* _Your goal_: Through the line that contains "# provide a point for each instance of the doorway, formatted", return the data below exactly, starting at its first line; leave the rest out.

━━━━━━━━

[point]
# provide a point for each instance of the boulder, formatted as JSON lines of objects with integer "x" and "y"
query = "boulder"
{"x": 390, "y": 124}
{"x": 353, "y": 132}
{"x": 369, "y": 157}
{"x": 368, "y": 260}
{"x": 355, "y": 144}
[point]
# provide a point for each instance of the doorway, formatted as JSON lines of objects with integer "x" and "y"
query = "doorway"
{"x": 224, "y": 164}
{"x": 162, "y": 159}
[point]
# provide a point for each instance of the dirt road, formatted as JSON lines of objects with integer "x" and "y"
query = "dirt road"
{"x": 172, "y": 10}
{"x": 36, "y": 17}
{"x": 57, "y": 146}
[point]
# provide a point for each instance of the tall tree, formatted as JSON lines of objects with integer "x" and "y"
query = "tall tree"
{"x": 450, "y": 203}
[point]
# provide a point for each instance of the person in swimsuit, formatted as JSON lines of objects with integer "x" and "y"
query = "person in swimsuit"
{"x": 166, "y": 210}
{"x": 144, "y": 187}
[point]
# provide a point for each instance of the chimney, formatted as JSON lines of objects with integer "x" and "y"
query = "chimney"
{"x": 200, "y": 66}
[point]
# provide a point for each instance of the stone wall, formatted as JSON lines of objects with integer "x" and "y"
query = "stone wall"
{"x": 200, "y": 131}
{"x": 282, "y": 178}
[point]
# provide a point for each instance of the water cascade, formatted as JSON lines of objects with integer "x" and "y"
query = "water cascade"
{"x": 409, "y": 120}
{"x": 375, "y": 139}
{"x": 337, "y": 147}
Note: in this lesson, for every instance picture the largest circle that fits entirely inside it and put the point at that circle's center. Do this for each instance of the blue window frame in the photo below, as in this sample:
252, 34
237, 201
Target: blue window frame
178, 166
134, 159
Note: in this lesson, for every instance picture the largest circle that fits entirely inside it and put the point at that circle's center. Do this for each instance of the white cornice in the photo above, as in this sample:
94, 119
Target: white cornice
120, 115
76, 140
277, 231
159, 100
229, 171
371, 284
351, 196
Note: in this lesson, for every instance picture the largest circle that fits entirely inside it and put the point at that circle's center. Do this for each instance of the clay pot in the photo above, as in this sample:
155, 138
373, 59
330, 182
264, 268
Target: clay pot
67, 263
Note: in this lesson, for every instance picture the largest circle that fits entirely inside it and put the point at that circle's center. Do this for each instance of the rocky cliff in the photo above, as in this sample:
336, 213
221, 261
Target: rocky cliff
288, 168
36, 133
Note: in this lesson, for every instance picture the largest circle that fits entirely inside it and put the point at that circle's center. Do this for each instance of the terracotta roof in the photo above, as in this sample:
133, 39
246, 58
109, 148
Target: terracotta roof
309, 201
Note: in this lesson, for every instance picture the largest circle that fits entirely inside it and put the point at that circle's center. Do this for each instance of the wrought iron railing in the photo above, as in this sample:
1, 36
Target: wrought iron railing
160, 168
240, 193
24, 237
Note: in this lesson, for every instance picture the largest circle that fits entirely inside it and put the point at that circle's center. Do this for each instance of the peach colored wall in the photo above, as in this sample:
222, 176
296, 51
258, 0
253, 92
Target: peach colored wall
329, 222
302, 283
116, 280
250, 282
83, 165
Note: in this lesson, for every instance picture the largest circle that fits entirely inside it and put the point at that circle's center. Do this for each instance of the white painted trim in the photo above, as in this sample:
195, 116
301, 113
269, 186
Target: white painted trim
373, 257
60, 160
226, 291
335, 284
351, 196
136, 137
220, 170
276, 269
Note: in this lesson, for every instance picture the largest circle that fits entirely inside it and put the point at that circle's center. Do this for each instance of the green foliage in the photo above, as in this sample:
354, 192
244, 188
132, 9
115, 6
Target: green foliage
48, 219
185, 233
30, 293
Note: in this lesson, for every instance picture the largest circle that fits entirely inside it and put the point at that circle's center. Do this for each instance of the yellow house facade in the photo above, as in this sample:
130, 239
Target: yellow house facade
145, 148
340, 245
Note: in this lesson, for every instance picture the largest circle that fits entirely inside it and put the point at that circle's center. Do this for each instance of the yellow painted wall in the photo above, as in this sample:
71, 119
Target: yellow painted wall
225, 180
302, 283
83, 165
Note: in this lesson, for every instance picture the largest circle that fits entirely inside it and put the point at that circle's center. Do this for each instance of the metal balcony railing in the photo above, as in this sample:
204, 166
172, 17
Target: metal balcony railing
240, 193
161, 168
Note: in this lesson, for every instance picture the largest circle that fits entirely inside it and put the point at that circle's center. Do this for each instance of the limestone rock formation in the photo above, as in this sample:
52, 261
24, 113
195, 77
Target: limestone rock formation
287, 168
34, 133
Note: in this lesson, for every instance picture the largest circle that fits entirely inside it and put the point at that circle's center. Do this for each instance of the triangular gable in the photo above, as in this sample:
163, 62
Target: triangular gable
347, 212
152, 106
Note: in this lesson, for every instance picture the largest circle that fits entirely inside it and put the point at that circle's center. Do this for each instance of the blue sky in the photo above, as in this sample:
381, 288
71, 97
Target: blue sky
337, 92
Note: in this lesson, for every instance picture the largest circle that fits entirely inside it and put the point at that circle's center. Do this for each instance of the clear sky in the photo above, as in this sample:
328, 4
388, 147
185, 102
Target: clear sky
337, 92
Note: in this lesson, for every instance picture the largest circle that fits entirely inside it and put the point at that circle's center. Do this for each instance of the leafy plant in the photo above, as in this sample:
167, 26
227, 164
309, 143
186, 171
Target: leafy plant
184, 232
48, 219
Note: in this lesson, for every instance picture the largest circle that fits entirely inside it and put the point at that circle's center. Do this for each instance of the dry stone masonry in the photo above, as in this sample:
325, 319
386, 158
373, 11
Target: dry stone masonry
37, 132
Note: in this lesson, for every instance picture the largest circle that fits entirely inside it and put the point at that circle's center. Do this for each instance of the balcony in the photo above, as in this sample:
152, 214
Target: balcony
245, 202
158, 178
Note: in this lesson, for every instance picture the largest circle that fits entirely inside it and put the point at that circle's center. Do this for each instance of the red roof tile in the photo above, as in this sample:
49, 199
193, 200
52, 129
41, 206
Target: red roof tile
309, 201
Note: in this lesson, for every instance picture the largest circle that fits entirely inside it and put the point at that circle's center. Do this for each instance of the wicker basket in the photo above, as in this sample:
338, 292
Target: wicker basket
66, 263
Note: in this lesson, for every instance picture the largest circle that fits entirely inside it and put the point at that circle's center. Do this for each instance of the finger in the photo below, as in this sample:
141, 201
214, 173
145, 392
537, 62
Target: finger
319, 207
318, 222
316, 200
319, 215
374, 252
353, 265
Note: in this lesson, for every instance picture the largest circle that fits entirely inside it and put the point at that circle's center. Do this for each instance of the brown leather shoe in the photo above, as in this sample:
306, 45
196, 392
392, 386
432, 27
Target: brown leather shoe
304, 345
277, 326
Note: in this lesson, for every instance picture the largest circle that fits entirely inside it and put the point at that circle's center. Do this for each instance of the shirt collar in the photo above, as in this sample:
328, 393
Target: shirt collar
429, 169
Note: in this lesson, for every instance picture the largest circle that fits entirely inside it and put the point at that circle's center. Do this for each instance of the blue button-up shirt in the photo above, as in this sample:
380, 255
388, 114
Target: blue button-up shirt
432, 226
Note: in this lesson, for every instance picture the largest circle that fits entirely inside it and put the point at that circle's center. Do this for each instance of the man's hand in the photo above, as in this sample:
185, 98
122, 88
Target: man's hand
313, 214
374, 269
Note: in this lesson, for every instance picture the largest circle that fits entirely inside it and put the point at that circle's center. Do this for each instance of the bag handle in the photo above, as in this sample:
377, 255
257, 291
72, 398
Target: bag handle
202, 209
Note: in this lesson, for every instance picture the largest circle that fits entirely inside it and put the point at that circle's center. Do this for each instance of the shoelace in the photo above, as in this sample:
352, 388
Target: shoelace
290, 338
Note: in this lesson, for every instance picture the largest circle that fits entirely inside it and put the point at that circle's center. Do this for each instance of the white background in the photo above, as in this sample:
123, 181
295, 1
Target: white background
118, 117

━━━━━━━━

* _Answer section_:
[point]
# provide a point for each instance of the boulder, formatted as JSON lines of objects with integer "x" and "y"
query = "boulder"
{"x": 390, "y": 124}
{"x": 353, "y": 132}
{"x": 369, "y": 157}
{"x": 368, "y": 260}
{"x": 355, "y": 144}
[point]
# provide a point for each instance of the doorway, formatted as JSON lines of objects with integer "x" and "y"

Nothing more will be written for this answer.